** begin TEXT SEGMENT **

# Where's My Cow?



## bjjohns (Jul 14, 2012)

OK, direct rip-off of Terry Pratchett's' kids book, but I found my jersey steer "Slimer" hiding out in the grass. Thought it was funny enough for a pic and a post.


----------



## Royd Wood (Jul 14, 2012)

Bout time we get a calf on pic of the week - are you reading Elvan 
Great pic bj and I think we all have a rip off cutie pic of calf in meadow shot
Heres one of my Galloways from from 2 years ago Emily of Niagara who just gave us a heifer calf 2 weeks ago


----------



## bjjohns (Jul 14, 2012)

I've not had luck posting a pic of the week, I'll try this one.


----------



## Royd Wood (Jul 14, 2012)

Well its one fine looking steer - not that it counts but you have my vote


----------



## bjjohns (Jul 14, 2012)

He does look better in show profile, but since I run a non-standard feed, I won't fight the show circuit folks. I'll just raise him, sell him, and go buy another. I tend to get too attracted to them unless they are true idiots.


----------



## Cricket (Jul 15, 2012)

He is cute!  I love those Jerseys with the broader faces.  (Actually, I love best whichever one I'm currently looking at!).  And great name--must have been apt when he was trying to suck your elbow off!


----------



## bjjohns (Jul 15, 2012)

Cricket said:
			
		

> He is cute!  I love those Jerseys with the broader faces.  (Actually, I love best whichever one I'm currently looking at!).  And great name--must have been apt when he was trying to suck your elbow off!


He just slimed everything when he was still on the bottle, it was like some giant snail replaced his tongue.


----------



## autumnprairie (Jul 15, 2012)

bjjohns said:
			
		

> Cricket said:
> 
> 
> 
> ...


----------



## Stubbornhillfarm (Jul 16, 2012)

Cute calves!  Both of them!


----------

** end TEXT SEGMENT **
** begin DATASET EXTRACT **

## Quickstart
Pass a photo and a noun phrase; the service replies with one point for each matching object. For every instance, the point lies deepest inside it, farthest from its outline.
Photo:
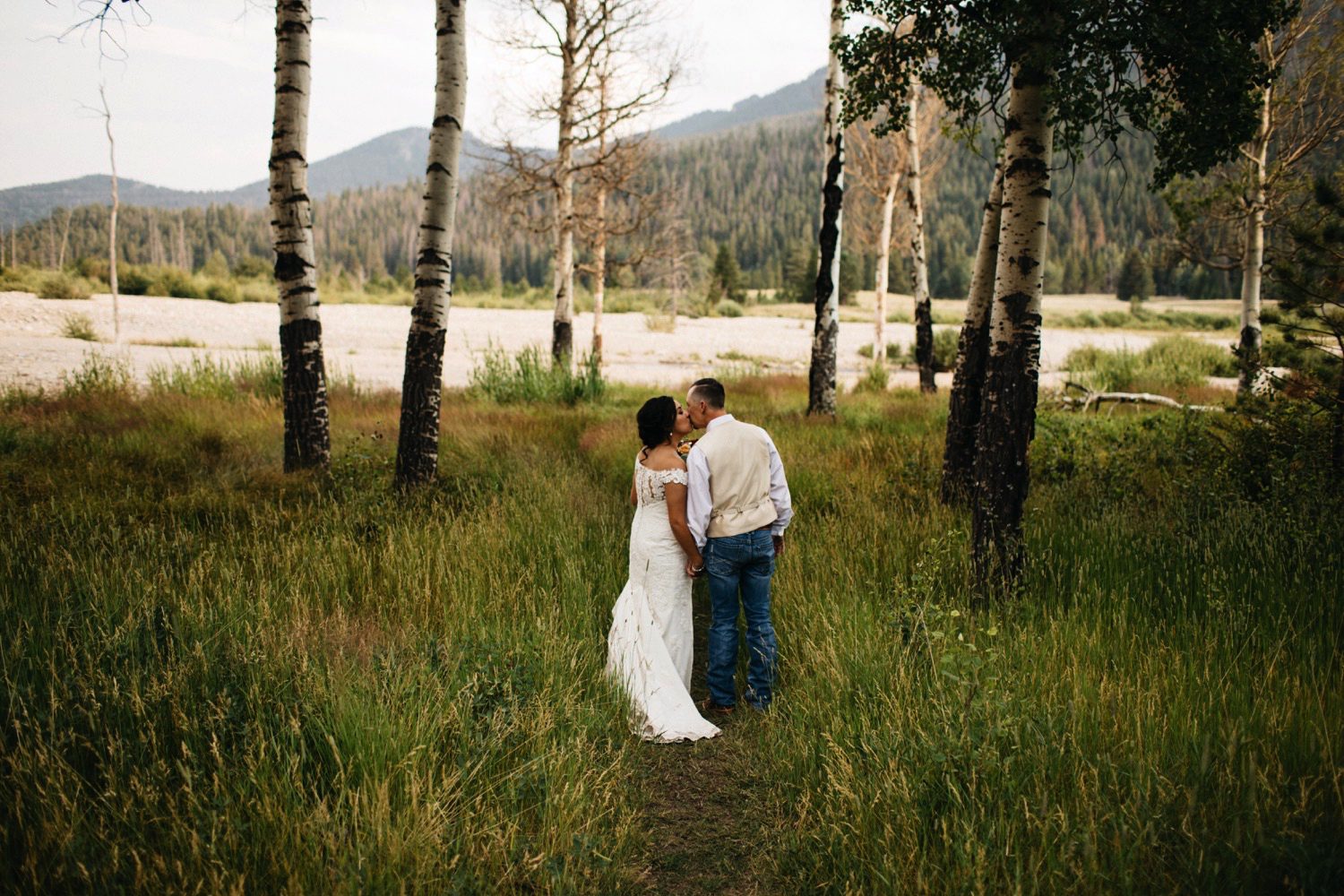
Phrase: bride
(650, 643)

** end DATASET EXTRACT **

## GIVEN PROBLEM 1
Rewrite the passage of the forum thread starting with "## Cricket (Jul" and going on through "bjjohns (Jul 15, 2012)", putting "Guernseys" in place of "Jerseys".
## GIVEN PROBLEM 2
Condense the paragraph of the forum thread that begins "He does look better in show profile" into a shorter version that keeps its main facts.

## CORRECT RESPONSE 1
## Cricket (Jul 15, 2012)

He is cute!  I love those Guernseys with the broader faces.  (Actually, I love best whichever one I'm currently looking at!).  And great name--must have been apt when he was trying to suck your elbow off!


----------



## bjjohns (Jul 15, 2012)

## CORRECT RESPONSE 2
He looks better in show profile, but since I use a non-standard feed, I won't contend with the show circuit. I'll raise him, sell him and buy another, since I get too attracted to them unless they are true idiots.